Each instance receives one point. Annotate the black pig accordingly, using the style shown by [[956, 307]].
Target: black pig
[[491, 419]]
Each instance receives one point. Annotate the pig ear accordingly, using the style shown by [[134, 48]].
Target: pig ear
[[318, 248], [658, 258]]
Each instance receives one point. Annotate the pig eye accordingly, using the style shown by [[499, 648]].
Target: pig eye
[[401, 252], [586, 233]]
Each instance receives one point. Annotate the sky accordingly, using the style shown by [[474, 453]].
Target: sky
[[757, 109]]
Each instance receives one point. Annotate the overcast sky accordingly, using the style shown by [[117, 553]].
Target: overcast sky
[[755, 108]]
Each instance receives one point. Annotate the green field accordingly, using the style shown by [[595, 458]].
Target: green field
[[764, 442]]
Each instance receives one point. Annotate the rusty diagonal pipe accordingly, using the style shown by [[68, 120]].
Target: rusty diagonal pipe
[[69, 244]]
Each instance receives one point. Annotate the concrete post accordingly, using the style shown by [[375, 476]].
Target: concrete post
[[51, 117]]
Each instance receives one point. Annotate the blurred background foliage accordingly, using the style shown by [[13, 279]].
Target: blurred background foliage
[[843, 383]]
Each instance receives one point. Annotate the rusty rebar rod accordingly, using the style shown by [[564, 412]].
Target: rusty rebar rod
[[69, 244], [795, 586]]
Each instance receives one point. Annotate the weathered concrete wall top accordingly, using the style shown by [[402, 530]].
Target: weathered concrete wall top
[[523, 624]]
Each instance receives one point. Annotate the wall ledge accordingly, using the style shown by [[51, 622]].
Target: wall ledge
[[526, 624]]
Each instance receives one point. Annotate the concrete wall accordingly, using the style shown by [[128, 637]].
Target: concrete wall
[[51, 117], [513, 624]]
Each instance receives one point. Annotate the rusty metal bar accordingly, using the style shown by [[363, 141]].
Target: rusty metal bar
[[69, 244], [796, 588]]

^^^^

▸ TASK BRIEF
Give back the full listing, exactly as it stands.

▸ EXERCISE OUTPUT
Each instance receives one point. Annotate the black pig accordingly, using the style shown by [[956, 307]].
Target: black pig
[[491, 419]]
Each instance receives one point. Annotate the pig ear accordingly, using the style shown by [[134, 48]].
Target: pig ear
[[318, 248], [658, 258]]
Each instance receives one point. Annotate the pig eye accordingly, using the style shown by [[499, 648]].
Target: pig eye
[[401, 252], [586, 233]]
Each instance receives one point. Annotate the sky accordingly, using the style shown by [[474, 453]].
Target: sky
[[757, 109]]
Each instance receives one point. Annotate the overcast sky accordingly, using the style shown by [[117, 553]].
Target: overcast sky
[[755, 108]]
Each instance receives one point. Annotate the green field accordingly, using the style shown by [[595, 458]].
Target: green field
[[764, 442]]
Each instance receives one point. Annotate the rusty diagonal pipe accordingly, using the style shown by [[68, 120]].
Target: rusty diagonal pipe
[[69, 244]]
Each instance receives one point. Annotate the concrete post accordingly, using the style shown by [[375, 476]].
Target: concrete post
[[51, 117]]
Each instance receives one point. Annotate the blurred background foliage accordingly, using the style shown by [[13, 279]].
Target: blurred background foliage
[[843, 383]]
Each instance receives one point. Annotate the rusty rebar rod accordingly, using the style shown by [[564, 412]].
Target: rusty rebar rod
[[69, 244], [795, 586]]
Each instance receives one point. Annotate the weathered concrete wall top accordingly, using the style shown by [[402, 530]].
Target: weathered concrete wall top
[[523, 624]]
Each instance receives one point. Annotate the wall ledge accordingly, using the style shown by [[51, 622]].
Target: wall ledge
[[526, 624]]
Each instance receives one point. Annotate the concrete wall accordingly, using the style shown by [[128, 637]].
Target: concrete wall
[[51, 117], [513, 624]]
Each instance receives one point. Annotate the rusty metal bar accordingly, using the style shown by [[363, 141]].
Target: rusty metal bar
[[69, 244], [796, 588]]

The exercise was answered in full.